(Work required)
Below are the records; reproduce all of them exactly but without any images.

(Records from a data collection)
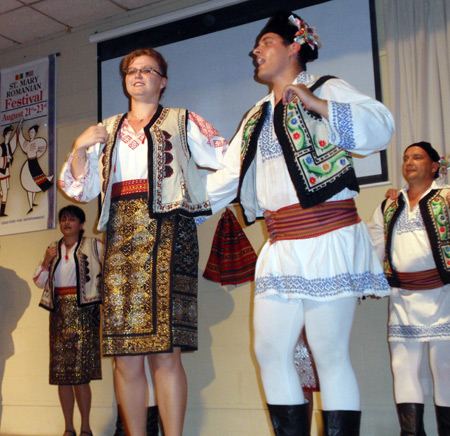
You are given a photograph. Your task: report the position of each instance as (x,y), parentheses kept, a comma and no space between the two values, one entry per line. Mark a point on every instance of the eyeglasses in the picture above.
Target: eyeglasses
(143,71)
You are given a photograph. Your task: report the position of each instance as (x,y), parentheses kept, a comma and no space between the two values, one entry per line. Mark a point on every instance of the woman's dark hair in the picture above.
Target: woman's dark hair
(35,128)
(149,51)
(74,211)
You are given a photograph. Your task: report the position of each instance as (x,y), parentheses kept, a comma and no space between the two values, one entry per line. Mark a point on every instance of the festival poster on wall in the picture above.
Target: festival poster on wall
(27,150)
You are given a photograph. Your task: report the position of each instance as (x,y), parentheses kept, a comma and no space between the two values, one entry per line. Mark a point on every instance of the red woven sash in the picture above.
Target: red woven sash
(421,280)
(129,187)
(294,222)
(66,290)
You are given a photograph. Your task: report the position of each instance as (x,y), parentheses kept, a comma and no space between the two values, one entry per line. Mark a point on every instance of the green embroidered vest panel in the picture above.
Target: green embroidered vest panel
(435,214)
(318,169)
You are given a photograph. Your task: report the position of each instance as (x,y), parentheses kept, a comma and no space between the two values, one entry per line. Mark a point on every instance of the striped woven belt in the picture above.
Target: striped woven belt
(129,187)
(294,222)
(66,290)
(421,280)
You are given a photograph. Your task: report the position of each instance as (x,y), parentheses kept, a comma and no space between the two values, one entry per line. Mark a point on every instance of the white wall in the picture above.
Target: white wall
(225,396)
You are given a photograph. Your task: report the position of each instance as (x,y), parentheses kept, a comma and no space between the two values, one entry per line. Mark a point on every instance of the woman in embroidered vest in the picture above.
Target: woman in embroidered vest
(297,172)
(70,276)
(144,165)
(410,231)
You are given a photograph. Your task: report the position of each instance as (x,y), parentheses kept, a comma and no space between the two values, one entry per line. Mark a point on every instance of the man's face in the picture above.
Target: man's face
(271,56)
(417,166)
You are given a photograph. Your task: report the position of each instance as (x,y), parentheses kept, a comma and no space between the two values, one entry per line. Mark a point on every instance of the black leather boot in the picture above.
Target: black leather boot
(341,422)
(152,421)
(120,429)
(410,416)
(443,420)
(289,420)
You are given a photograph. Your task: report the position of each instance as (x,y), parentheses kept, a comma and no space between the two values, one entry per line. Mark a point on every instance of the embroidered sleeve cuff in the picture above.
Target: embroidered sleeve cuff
(341,125)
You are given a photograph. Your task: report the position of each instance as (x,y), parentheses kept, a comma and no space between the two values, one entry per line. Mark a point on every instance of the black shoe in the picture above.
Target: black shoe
(290,420)
(443,420)
(341,422)
(410,416)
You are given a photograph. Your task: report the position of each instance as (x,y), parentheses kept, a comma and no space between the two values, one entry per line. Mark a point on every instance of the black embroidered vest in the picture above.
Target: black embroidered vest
(435,214)
(318,169)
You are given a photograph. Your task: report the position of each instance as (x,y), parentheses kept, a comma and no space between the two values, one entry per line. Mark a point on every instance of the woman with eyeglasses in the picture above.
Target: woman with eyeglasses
(144,164)
(70,275)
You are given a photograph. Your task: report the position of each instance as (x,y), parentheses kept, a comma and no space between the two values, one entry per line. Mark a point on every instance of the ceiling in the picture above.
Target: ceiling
(25,21)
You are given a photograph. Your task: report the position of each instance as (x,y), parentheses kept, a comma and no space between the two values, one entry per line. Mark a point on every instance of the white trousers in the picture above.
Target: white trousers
(278,323)
(406,358)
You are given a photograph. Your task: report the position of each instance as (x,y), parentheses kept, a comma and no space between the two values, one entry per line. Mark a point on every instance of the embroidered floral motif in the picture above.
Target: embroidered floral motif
(425,333)
(343,122)
(208,130)
(130,137)
(342,284)
(268,144)
(409,222)
(168,157)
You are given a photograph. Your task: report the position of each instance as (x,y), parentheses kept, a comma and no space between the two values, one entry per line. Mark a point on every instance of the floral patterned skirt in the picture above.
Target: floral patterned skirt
(150,280)
(74,342)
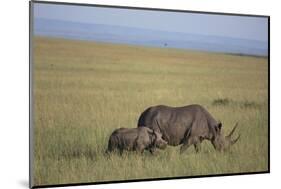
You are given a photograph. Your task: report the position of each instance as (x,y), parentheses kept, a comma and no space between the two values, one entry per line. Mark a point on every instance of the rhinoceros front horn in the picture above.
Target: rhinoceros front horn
(228,137)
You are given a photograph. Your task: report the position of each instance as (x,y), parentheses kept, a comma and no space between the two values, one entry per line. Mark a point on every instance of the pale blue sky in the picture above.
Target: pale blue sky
(244,27)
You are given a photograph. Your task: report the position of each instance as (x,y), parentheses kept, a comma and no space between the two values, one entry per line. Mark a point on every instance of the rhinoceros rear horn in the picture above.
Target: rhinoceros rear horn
(234,141)
(232,131)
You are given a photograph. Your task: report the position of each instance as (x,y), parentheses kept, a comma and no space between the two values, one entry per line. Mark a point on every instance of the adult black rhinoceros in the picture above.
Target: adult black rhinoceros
(188,125)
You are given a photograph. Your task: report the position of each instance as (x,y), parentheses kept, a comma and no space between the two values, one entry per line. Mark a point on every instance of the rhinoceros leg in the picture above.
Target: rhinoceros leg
(197,147)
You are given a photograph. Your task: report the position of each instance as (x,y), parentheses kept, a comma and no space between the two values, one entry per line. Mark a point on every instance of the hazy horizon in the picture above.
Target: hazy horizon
(214,33)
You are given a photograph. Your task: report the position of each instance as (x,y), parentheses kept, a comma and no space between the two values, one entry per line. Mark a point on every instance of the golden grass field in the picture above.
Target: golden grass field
(82,91)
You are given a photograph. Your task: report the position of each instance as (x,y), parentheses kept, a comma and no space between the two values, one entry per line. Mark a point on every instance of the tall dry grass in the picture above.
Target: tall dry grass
(85,90)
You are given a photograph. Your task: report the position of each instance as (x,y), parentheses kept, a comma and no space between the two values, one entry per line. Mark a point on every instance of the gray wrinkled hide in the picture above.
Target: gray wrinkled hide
(188,125)
(135,139)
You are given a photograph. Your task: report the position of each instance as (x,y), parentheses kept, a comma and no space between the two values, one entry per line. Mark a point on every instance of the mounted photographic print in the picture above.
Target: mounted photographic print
(122,94)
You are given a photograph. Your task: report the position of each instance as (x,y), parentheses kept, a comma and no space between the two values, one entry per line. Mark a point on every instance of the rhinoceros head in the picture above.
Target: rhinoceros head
(221,142)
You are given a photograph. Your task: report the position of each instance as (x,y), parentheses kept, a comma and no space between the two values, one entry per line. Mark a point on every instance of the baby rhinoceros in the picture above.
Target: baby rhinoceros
(135,139)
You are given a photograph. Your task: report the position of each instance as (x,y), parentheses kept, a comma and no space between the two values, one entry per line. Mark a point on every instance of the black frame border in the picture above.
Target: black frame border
(31,2)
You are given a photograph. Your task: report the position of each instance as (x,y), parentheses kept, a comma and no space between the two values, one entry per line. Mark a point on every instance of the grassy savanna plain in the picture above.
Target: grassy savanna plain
(82,91)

(Result of the exercise)
You are given a photograph. Your task: report the position of each instance as (x,y), parentheses kept, a comma and no space between the two values, one entry per line. Mark a point on every instance of the eyeglasses in the picture above.
Target: eyeglasses
(143,71)
You are given a photograph. Your task: report the position of each instance as (x,y), parentheses kept, a comma and no space between the two values, one entry per line. Mark a point on every instance of the woman's dark hair in the picture above.
Target: woman's dark hair
(35,128)
(149,51)
(74,211)
You are given a photograph. Your task: report the position of each instance as (x,y), parentheses kept, a comma and no space between the two values, one entry per line. Mark a point on every instance of the festival poster on wall in the picture above.
Target: festival poster on wall
(27,150)
You are given a photograph. Your task: report the position of each instance as (x,y), parentheses kept, a comma and no space between the two values, one entry per line. Mark a point on every instance of the red woven sash in the picture above.
Target: red woven sash
(421,280)
(129,187)
(294,222)
(66,290)
You are given a photograph. Your task: report the position of each instance as (x,y), parentheses kept, a comma and no space between the two values, one entry per line. Mark a point on every instance of the green embroidered vest panel in the picture above.
Target: green embroidered vest panel
(435,214)
(318,169)
You are given a photograph. Your task: report the position of each instance as (x,y), parentheses kept, a comma and no space between the two values, one entry per line. Mark a point on every instance of the striped woven belt in the picture above.
Target: striped woven belt
(129,187)
(294,222)
(66,290)
(421,280)
You are given a photograph. Your task: report the position of each instance as (x,y), parentheses kept, a comma and no space between the two values, one entry per line. Mark a point on every instance of the white wall in the picture above.
Target: white wall
(225,396)
You are given a photograph. Your task: report the position of each instance as (x,y), parentheses kept, a comma and no space between the two values, one entry per line. Mark a point on every instance of the woman in embroidered vest in the picture above.
Target: woman in embroidered vest
(297,172)
(70,276)
(144,165)
(410,231)
You are given a photograph. Your task: report the position of each instance as (x,y), parentheses kept, a comma and no space between the two values, one entry per line. Mark a point on every instance of the man's face in the picture above.
Target: man's face
(271,56)
(417,166)
You are given a photograph. Your task: report the position of each instance as (x,y), parentheses kept, a comma and no space between the two values, one entry per line. Mark a point on every instance of the black leather boot in the picture above.
Target: black leather boot
(341,422)
(152,421)
(120,429)
(410,416)
(443,420)
(289,420)
You are given a photograph. Your task: report the position of each instance as (x,y), parentheses kept, a comma and no space between the two values, one entry per line. Mark a point on every instance of the embroidered sleeve cuff in the picture above.
Target: embroidered sleeve cuff
(341,125)
You are given a photograph. Your task: report the position of each instance as (x,y), parentheses kept, a comma and no space between the two values, one entry per line. Mark a point on every instance of the black shoe in the picture above.
Target: black shoe
(290,420)
(443,420)
(341,422)
(410,416)
You are given a photograph. Your task: report the position of each instance as (x,y), parentheses kept, a comma and no space between the two values, one entry per line. Mark a point on every instance of the black embroidered vest in the picture above.
Target: black embroidered vest
(435,214)
(318,169)
You are given a photograph. Your task: report the position of each instance as (x,y), parentheses kept, a comma and no space between the two values, one entry per line. Mark a point on every instance of the woman with eyeglasses in the picture above.
Target: woman with eyeglasses
(144,164)
(70,275)
You are given a photograph. Your task: report the position of each instance as (x,y), parentheses kept, a comma and no space between the two values, one entry per line. Mark a point on every instance of the ceiling in the picture above.
Target: ceiling
(25,21)
You are given a photograph. Your task: report the position of each instance as (x,y), parentheses kept, a comma and no space between the two values, one entry per line. Mark a point on every instance of the white trousers in the picture above.
Target: white trousers
(278,323)
(406,358)
You are given a photograph. Your task: report the position of each instance as (x,y), parentheses kept, a comma and no space between the two values, one entry per line. Mark a point on every instance of the embroidered floral motif in the picture above.
Target: embroidered floral motif
(425,333)
(343,122)
(208,130)
(130,137)
(342,284)
(268,144)
(409,222)
(168,157)
You are given a photograph. Your task: report the position of each instance as (x,y), parentheses kept, a comma and no space between the two values, one entry per line. Mark a point on every instance of the floral patterned skirt in the picture above.
Target: floral patterned skirt
(150,280)
(74,342)
You are given a photograph. Your task: report the position of each instance as (x,y), parentheses kept, a comma and no space between the two values, one entry per line. Mark a point on every instance of the rhinoceros front horn in the picture above.
Target: rhinoceros front horn
(228,137)
You are given a photograph. Your task: report the position of each instance as (x,y), parentheses kept, a comma and no space between the two values, one entry per line. Mark a point on every instance of the pale blue sky in the picture above.
Target: pale blue sky
(244,27)
You are given a photograph. Your task: report the position of each instance as (x,y), parentheses kept, a comma and no space between the two values, one entry per line. Mark a point on every instance of the rhinoceros rear horn in the picture above.
Target: rhinoceros rear horn
(234,141)
(232,131)
You are given a photograph. Your task: report the position of each instance as (x,y), parentheses kept, a comma and no space between the two values, one entry per line. Mark a point on every instance of the adult black rhinoceros in the picture above.
Target: adult black rhinoceros
(188,125)
You are given a photograph. Your task: report the position of each instance as (x,y), parentheses kept, a comma and no space between the two values, one entry per line. Mark a point on every instance of the rhinoceros leg in the picture above.
Target: rhinoceros leg
(197,147)
You are given a photograph. Your task: report the position of each instance as (x,y), parentheses kept, a comma and no space between the two values, one entry per line. Mark a point on every instance of the hazy horizon in the picture above.
Target: hazy horizon
(214,33)
You are given a photograph. Your task: report the position of each instance as (x,y), parentheses kept, a comma and no space between the two values, one entry per line. Mark a point on every instance of the golden grass field in the picture above.
Target: golden grass field
(82,91)
You are given a photograph. Your task: report the position of each instance as (x,y), parentheses kept, a comma and no space between the two values, one entry per line. Mark a point on every instance of the tall dry grass in the picture above.
Target: tall dry grass
(85,90)
You are given a photograph. Your task: report the position of each instance as (x,y), parentheses kept, a comma and no space between the two values, one entry per line. Mark a point on every instance of the gray wrinkled hide in the picture above.
Target: gray wrinkled hide
(188,125)
(135,139)
You are given a photograph. Your task: report the position of each instance as (x,y), parentheses kept, a comma and no space between the two values, one entry per line. Mark a point on every instance of the mounted photographic print in the picture above.
Target: mounted photographic print
(122,94)
You are given a photograph. Your task: report the position of each instance as (x,y), parentheses kept, a comma and no space between the two values, one entry per line. Mark a point on every instance of the rhinoceros head in the picture above.
Target: rhinoceros head
(221,142)
You are given a photograph. Your task: report the position of each instance as (x,y), parentheses kept, a comma and no space between the two values, one entry per line. Mark a point on every instance of the baby rhinoceros in the picture above.
Target: baby rhinoceros
(135,139)
You are given a photograph. Your task: report the position of each instance as (x,y), parentheses kept, a comma and no space between the two values, one entry per line. Mark a point on every instance of the black frame border in the picture above.
Target: black frame border
(31,2)
You are given a photograph. Your task: report the position of each instance as (x,y), parentheses kept, a comma and no space between the two values, one entry per line. Mark a point on every instance of the grassy savanna plain in the picture above.
Target: grassy savanna plain
(82,91)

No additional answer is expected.